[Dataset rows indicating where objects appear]
■ ■ ■ ■

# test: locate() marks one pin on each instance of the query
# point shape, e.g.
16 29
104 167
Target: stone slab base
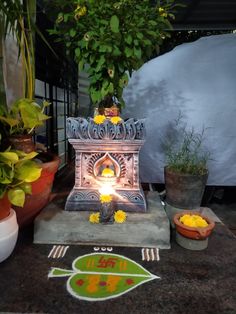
151 229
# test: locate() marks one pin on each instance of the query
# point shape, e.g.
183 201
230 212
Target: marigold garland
105 198
120 216
194 221
116 120
99 119
107 172
94 218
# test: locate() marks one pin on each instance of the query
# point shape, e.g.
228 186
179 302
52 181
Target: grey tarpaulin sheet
197 79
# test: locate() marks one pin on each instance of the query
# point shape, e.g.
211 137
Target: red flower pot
41 191
192 232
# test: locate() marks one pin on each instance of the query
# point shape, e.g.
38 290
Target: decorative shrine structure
100 146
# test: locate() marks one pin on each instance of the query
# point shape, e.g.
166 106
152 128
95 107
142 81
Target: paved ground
191 281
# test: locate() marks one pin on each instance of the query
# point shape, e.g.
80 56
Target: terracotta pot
41 191
109 112
8 235
5 207
191 232
184 190
22 142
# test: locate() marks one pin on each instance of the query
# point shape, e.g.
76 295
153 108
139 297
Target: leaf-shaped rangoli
102 276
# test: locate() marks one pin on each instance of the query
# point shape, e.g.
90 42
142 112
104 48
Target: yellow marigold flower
194 221
94 218
120 216
107 172
105 198
99 119
116 120
162 12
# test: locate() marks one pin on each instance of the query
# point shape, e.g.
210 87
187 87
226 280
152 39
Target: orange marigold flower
116 120
194 221
107 172
162 12
99 119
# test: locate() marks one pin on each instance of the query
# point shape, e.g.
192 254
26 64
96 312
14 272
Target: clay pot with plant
19 120
186 171
18 171
193 229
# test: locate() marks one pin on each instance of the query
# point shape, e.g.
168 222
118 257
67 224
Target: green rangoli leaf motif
102 276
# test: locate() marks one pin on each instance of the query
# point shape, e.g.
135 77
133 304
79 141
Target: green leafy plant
17 18
17 172
185 152
24 116
113 37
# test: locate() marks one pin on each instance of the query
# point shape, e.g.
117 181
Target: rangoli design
102 276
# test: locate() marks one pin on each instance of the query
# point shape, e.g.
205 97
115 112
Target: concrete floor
196 282
222 200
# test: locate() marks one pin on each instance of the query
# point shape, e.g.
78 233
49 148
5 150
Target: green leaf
128 39
10 121
100 63
139 35
16 197
138 52
114 24
128 52
58 272
102 276
28 171
72 32
77 52
95 95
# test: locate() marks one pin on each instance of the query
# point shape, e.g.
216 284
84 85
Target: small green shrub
185 153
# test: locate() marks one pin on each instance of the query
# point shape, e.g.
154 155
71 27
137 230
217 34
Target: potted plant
21 120
25 114
111 39
186 172
17 172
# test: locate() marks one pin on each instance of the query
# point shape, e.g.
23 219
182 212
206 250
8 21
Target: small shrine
106 184
107 161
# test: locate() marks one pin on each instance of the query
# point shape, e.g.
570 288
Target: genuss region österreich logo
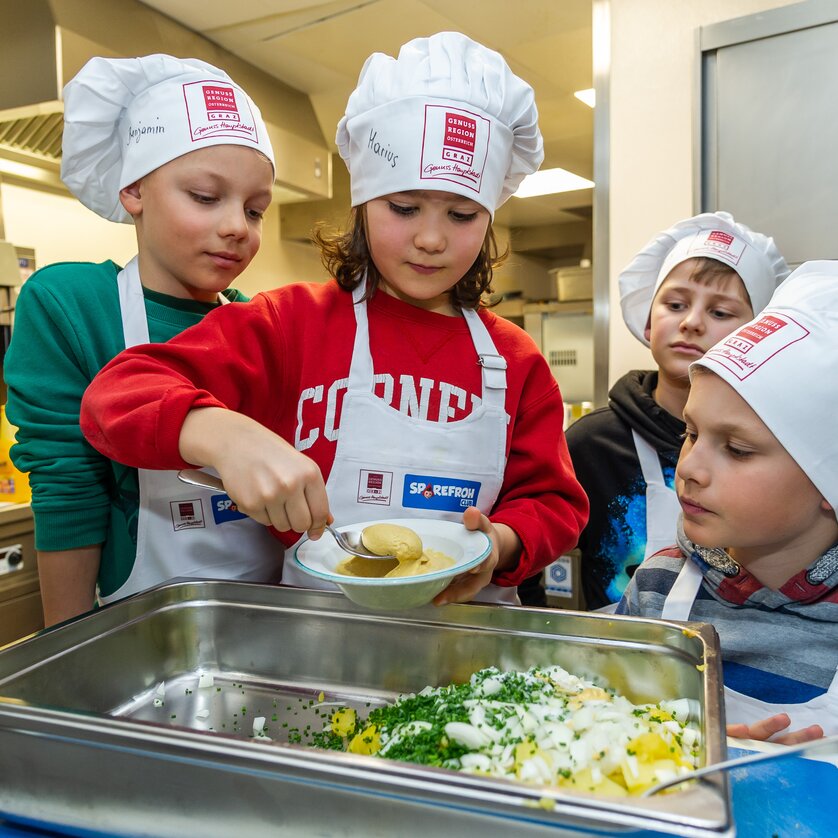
215 108
455 144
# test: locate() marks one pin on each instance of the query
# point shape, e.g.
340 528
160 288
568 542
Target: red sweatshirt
283 359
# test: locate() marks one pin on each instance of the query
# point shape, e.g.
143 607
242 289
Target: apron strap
680 600
492 364
649 461
361 374
132 305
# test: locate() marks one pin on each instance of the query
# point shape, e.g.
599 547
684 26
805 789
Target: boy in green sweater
176 148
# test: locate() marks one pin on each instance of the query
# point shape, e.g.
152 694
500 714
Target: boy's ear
131 199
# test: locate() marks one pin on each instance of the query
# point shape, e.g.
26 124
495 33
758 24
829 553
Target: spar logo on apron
444 494
225 509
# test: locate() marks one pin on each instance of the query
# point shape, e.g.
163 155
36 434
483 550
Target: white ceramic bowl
468 549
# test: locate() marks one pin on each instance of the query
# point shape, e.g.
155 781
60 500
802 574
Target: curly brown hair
346 256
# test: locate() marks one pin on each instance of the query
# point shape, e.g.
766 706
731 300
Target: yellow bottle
14 484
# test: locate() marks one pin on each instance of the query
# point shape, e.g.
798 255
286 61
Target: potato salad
543 726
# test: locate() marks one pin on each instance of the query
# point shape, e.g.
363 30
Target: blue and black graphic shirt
606 463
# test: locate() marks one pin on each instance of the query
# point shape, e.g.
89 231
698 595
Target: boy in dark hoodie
689 287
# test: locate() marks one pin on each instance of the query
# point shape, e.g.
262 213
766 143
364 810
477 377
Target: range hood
44 43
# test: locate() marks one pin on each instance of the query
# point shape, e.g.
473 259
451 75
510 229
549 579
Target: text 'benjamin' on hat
713 235
448 114
126 117
783 365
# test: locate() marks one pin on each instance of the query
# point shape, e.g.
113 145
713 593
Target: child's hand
764 729
268 479
465 587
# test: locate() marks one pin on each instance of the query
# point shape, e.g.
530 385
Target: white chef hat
448 114
783 365
126 117
713 235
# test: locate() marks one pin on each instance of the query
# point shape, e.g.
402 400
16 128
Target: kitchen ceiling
319 48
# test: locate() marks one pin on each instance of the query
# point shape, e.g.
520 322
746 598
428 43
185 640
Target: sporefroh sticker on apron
745 709
390 465
182 530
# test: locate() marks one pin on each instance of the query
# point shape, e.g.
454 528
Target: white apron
744 709
182 530
390 465
662 507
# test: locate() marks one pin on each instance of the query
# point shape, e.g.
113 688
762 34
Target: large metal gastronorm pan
89 740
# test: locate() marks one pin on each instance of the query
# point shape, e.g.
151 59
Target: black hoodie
606 463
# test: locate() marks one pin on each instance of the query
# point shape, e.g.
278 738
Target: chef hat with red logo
126 117
448 115
712 235
783 365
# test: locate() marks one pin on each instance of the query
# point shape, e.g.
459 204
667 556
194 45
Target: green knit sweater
67 327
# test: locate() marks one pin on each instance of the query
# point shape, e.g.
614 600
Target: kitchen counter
20 593
787 798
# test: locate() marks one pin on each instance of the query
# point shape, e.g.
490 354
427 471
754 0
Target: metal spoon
828 744
351 542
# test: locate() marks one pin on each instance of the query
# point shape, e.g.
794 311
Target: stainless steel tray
83 745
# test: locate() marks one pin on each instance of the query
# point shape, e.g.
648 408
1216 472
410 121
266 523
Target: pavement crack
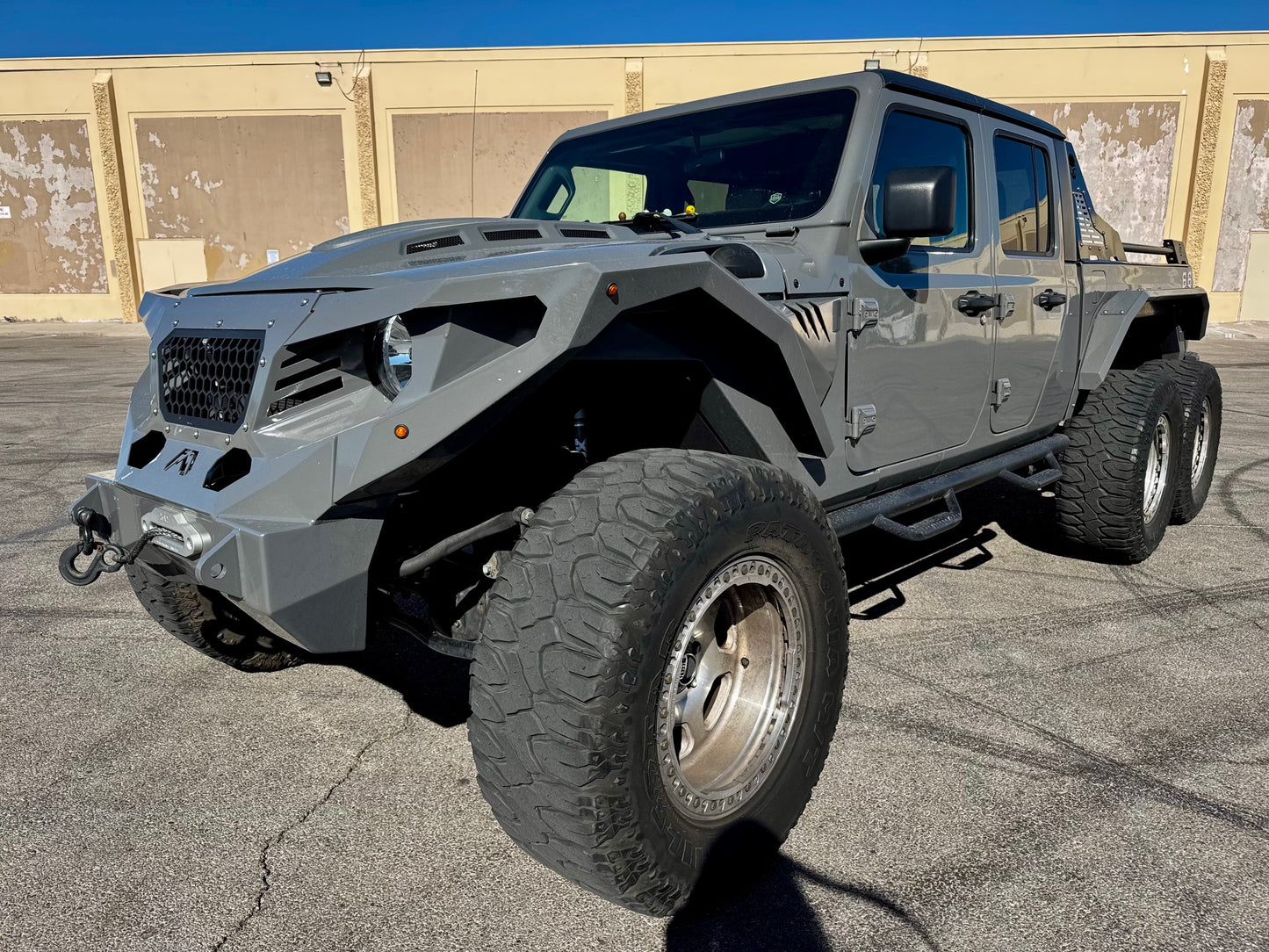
267 849
1126 775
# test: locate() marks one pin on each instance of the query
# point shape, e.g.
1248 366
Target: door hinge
862 313
1000 391
863 419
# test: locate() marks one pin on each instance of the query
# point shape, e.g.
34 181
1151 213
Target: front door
1031 274
924 365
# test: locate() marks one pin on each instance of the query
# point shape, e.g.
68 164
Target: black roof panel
958 97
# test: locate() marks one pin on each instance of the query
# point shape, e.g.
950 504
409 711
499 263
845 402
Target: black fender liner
1186 308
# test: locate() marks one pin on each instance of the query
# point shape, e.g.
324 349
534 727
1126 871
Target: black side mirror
918 202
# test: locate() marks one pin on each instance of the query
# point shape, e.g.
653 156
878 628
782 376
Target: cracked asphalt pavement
1035 753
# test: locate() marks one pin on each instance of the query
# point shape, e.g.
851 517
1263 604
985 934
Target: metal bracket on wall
863 419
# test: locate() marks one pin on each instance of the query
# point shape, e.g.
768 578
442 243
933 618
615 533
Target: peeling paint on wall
434 159
244 184
1246 193
52 242
1126 151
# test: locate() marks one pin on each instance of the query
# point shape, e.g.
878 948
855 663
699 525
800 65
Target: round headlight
396 361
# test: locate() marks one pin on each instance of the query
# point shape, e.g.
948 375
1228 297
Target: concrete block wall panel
50 231
1127 151
1246 191
442 171
245 184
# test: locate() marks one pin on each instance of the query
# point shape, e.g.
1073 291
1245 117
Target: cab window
1021 197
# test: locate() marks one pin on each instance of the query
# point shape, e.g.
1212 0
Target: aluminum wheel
732 687
1202 442
1157 465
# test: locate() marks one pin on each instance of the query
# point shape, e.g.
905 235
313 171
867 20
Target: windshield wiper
672 225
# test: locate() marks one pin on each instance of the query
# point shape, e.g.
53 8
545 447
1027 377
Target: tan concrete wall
245 184
1172 130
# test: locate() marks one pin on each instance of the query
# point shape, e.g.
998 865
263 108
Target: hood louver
433 244
512 234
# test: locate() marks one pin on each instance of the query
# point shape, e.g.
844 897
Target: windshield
767 162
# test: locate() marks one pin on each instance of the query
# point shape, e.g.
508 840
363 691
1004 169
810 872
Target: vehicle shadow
434 686
750 898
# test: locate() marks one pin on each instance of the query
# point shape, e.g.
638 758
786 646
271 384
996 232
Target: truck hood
441 248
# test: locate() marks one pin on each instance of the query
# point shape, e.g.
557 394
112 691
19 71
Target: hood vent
512 234
433 244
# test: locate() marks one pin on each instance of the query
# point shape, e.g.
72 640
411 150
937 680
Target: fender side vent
809 319
306 372
433 244
512 234
145 451
328 386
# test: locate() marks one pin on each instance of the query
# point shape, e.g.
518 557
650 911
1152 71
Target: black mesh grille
433 244
205 377
512 234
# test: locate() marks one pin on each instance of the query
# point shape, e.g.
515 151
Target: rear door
924 365
1031 272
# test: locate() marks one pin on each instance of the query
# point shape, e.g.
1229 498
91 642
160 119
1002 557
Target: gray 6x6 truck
610 447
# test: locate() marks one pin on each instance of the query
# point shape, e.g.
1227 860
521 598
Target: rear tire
605 636
1201 398
187 612
1118 484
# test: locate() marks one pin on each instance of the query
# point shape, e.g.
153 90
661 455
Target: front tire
185 610
652 609
1118 482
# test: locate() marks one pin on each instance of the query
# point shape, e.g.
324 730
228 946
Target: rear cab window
1023 190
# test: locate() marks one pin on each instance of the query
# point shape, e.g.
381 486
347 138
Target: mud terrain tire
1111 503
581 647
185 612
1201 399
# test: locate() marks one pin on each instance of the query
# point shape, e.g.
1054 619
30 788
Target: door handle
975 304
1049 299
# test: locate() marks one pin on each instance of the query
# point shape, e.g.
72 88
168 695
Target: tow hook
105 555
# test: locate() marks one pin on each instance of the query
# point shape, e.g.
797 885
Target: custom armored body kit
612 446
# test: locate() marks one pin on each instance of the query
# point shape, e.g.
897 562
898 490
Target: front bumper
305 581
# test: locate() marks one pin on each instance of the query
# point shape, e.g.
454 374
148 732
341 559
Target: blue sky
59 28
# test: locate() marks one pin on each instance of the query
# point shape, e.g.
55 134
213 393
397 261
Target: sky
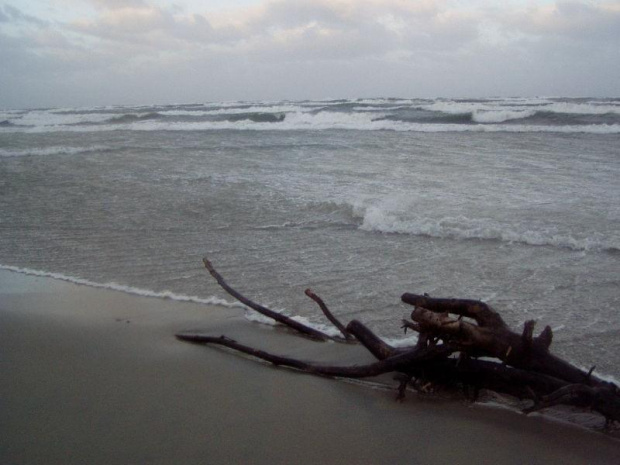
75 53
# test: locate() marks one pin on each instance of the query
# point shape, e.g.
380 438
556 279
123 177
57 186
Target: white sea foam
326 120
499 116
378 218
124 288
237 111
53 119
47 151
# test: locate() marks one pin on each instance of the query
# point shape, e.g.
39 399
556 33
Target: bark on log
523 366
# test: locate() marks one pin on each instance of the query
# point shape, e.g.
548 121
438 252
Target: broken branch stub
522 364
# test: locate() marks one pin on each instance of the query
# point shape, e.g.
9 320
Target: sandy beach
93 376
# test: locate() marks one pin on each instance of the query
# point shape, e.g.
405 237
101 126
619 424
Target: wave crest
377 219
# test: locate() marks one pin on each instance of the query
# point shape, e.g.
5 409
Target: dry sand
93 376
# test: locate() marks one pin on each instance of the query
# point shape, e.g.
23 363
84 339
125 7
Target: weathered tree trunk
447 353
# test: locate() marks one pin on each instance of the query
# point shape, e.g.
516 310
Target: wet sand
93 376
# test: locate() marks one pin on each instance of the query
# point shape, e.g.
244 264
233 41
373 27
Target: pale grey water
526 219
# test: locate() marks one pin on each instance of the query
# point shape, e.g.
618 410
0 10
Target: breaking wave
47 151
377 219
439 115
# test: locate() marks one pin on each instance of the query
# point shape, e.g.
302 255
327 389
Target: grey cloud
12 14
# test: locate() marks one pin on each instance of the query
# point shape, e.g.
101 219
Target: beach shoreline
96 376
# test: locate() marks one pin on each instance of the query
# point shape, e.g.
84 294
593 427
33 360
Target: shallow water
516 202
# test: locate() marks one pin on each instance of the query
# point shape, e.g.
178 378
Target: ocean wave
527 116
377 219
131 117
500 116
124 288
242 109
47 151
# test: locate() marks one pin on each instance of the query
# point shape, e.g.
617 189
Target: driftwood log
453 336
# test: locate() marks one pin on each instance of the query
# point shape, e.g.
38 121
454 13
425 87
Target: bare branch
285 320
329 314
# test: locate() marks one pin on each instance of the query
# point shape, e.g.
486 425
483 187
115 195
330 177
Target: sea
514 201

■ ■ ■ ■

Required work
Collect every line of the dataset rows that contains the string "chef", treating uppercase and lowercase letters as distinct.

Solution
Target: white chef hat
Target: chef hat with red logo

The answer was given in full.